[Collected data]
•••••
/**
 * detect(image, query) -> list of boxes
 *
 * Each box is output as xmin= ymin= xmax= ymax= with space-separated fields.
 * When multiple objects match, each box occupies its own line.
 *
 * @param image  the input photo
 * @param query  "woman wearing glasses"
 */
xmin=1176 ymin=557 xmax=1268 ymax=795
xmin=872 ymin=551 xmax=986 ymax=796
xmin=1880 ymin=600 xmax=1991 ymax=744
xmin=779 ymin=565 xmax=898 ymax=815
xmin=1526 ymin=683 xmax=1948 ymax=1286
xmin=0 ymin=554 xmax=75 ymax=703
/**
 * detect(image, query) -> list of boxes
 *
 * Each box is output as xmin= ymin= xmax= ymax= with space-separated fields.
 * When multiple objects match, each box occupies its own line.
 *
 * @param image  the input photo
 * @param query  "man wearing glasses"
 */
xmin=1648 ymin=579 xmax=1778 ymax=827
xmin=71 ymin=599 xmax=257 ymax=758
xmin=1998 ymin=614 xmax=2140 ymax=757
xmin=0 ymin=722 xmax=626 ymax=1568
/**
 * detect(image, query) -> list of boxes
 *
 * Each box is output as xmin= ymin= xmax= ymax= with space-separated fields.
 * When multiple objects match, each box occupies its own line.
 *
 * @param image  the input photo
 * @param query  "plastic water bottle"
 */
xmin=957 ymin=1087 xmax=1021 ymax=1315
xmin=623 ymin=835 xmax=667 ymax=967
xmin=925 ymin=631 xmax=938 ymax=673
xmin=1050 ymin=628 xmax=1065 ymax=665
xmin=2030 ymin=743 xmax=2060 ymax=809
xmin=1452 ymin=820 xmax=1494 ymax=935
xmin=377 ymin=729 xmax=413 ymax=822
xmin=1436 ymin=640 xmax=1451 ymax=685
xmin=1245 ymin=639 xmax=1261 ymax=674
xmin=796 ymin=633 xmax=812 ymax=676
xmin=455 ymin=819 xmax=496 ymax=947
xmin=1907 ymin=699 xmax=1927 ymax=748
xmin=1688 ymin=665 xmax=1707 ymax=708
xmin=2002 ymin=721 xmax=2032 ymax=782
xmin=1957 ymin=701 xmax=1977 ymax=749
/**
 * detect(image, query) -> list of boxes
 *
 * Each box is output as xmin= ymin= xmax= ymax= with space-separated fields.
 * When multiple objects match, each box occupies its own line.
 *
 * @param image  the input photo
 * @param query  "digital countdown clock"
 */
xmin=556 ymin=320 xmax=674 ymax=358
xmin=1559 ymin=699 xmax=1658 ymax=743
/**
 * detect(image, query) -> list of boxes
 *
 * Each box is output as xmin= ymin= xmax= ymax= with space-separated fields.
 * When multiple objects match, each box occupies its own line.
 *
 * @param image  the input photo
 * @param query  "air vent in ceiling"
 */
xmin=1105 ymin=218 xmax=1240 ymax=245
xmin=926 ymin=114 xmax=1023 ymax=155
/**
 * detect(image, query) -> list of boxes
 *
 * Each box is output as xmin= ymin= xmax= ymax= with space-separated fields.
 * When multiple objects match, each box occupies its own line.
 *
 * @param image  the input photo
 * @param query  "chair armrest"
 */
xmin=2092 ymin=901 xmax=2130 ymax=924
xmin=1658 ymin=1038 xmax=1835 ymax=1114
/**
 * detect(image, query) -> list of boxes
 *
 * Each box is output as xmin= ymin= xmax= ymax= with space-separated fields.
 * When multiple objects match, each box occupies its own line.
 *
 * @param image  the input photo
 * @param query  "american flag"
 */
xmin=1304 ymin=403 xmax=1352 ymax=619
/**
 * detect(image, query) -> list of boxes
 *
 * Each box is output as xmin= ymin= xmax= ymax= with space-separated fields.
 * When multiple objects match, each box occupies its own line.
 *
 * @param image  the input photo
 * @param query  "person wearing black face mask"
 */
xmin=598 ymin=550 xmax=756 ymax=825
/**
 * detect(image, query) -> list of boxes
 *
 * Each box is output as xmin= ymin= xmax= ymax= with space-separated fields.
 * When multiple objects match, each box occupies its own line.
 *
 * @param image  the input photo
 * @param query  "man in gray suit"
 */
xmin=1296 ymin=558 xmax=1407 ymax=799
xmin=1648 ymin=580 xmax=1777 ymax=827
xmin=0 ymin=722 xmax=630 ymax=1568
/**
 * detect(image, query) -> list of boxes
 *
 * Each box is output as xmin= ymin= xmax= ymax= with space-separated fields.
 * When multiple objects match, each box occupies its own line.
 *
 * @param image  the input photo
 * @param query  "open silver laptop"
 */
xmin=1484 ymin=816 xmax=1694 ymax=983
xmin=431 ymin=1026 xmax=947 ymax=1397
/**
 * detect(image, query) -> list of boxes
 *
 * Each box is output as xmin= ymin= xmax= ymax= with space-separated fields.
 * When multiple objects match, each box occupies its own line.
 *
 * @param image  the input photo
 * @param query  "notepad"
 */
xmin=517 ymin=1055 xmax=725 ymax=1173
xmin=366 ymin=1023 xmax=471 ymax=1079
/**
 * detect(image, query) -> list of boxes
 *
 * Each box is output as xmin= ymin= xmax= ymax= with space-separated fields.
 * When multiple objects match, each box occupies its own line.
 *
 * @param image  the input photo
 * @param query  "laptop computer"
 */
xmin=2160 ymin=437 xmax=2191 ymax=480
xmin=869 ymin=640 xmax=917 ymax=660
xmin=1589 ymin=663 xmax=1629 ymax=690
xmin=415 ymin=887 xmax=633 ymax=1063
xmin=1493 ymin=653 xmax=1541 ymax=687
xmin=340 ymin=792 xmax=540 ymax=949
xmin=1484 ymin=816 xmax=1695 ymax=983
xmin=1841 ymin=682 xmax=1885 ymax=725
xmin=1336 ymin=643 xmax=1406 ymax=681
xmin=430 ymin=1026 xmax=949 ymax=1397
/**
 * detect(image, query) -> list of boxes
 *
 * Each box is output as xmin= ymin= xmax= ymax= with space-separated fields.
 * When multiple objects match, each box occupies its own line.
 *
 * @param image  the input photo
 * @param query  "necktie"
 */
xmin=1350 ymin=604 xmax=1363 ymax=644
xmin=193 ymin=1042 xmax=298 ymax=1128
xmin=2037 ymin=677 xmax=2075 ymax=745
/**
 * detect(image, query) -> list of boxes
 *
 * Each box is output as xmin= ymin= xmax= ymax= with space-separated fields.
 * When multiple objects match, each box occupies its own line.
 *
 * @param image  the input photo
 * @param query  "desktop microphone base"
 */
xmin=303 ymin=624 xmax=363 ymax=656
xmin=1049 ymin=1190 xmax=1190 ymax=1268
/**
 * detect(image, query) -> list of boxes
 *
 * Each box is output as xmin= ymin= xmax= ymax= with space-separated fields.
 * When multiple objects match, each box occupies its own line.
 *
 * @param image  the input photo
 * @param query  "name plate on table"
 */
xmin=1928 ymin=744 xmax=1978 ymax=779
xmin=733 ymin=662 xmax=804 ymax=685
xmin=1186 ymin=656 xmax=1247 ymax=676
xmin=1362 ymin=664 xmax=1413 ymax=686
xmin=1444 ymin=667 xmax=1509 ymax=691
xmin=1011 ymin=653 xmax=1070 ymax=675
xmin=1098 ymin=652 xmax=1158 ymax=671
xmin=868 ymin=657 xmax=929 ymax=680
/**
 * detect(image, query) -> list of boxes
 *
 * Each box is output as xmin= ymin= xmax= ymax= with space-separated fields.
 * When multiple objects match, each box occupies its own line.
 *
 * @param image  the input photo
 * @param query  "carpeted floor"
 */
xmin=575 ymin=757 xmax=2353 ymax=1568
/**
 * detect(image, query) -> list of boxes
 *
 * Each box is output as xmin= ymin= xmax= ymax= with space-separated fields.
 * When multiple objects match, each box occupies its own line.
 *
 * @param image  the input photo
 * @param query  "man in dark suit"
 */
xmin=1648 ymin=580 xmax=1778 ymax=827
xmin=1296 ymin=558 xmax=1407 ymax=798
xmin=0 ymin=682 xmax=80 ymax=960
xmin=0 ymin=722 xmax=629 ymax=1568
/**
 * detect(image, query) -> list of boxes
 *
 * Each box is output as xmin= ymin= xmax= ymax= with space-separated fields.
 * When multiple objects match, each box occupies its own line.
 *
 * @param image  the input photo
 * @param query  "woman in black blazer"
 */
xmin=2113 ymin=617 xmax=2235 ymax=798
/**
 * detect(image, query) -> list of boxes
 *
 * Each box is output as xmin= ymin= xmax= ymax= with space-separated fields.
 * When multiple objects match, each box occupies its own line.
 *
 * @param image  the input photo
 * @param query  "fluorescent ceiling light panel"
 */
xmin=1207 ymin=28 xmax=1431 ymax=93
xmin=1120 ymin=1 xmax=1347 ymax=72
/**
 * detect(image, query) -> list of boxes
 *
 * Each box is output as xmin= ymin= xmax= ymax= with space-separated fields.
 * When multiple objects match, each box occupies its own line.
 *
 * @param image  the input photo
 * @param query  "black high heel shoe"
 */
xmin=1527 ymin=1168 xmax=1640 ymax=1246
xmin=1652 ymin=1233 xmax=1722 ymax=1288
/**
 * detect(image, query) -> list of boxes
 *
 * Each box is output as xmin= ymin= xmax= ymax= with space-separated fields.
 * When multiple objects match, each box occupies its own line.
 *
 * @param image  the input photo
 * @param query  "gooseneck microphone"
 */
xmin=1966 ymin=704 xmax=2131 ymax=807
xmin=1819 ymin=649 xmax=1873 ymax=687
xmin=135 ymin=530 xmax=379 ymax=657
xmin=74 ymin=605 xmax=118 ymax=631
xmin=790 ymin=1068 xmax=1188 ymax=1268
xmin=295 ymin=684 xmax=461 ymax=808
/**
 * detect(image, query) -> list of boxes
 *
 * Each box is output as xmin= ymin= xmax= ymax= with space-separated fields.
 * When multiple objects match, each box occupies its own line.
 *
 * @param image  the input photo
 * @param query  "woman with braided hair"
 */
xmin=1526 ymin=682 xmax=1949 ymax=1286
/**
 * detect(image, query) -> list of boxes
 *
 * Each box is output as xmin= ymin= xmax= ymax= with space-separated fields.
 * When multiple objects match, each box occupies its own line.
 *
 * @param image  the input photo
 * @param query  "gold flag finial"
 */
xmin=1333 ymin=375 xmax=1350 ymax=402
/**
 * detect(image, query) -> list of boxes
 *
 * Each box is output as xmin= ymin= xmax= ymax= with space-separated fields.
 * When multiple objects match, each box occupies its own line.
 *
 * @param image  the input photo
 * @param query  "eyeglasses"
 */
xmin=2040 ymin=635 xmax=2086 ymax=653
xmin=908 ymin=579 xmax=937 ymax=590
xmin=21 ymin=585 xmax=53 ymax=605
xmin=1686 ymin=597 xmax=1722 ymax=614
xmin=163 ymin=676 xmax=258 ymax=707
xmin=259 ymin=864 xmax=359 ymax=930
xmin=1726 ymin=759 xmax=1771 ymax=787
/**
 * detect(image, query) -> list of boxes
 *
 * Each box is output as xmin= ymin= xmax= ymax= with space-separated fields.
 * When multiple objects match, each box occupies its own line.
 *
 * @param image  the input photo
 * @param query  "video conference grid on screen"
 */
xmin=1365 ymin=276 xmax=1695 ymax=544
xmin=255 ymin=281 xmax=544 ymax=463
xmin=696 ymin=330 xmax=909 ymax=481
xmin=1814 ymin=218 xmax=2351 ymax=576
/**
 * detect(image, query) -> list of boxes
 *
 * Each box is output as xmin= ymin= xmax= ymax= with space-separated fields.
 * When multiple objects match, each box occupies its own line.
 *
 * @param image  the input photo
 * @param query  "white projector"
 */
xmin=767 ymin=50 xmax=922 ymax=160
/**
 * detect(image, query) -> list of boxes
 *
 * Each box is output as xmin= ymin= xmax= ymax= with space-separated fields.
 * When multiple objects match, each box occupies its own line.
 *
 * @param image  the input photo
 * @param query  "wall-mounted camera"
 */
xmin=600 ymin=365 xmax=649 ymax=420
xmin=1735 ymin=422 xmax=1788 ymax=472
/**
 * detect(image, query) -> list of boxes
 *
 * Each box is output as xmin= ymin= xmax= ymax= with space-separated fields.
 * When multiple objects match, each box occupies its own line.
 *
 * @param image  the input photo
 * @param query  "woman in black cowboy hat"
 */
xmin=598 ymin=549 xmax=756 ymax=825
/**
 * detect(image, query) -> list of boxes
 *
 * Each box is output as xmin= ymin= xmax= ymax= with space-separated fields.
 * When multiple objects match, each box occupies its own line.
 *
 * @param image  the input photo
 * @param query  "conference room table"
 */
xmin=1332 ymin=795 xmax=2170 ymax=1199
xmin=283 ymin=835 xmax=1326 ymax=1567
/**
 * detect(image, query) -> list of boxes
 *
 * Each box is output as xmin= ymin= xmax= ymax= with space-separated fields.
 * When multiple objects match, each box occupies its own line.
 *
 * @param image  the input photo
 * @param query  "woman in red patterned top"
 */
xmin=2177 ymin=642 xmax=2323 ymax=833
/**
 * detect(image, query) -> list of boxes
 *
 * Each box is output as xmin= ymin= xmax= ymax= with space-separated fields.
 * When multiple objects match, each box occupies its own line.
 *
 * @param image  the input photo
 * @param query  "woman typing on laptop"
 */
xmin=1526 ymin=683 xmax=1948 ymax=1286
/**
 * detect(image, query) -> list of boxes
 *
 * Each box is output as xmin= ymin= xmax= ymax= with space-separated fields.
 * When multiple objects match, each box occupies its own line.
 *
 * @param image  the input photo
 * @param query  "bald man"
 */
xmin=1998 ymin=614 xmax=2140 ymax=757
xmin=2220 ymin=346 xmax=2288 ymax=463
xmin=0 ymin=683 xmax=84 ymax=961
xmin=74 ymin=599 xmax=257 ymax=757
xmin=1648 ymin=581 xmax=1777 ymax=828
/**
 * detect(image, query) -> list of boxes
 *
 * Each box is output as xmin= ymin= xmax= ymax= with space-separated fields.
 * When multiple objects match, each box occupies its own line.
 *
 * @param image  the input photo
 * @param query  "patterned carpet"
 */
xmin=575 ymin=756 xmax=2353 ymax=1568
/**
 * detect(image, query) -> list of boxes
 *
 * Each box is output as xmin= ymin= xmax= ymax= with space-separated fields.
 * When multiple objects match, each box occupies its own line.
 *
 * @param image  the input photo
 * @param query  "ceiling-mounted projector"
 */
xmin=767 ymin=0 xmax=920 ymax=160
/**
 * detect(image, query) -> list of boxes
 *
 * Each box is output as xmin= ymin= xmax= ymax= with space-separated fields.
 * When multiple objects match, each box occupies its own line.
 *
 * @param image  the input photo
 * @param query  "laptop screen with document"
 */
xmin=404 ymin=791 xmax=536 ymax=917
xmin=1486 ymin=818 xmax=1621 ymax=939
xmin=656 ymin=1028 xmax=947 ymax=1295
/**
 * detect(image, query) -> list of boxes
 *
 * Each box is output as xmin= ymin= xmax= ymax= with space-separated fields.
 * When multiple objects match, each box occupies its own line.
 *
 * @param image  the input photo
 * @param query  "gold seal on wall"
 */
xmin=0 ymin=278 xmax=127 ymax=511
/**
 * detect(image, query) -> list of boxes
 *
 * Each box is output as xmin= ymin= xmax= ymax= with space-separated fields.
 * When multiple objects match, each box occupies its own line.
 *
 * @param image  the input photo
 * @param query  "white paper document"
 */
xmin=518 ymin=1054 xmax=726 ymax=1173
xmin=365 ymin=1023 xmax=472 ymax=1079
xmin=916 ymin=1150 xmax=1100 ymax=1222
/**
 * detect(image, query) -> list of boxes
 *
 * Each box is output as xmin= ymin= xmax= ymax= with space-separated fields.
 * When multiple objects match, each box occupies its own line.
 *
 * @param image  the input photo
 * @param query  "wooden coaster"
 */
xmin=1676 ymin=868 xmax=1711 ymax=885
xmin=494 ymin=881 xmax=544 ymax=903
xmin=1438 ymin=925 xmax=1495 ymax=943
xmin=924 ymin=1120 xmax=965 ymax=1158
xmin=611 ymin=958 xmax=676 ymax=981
•••••
**Problem to solve**
Search the data for the string "gold" and copy out every line where it is found.

**Answer section**
 * @param query  "gold flag finial"
 * @param query  "gold seal on wall"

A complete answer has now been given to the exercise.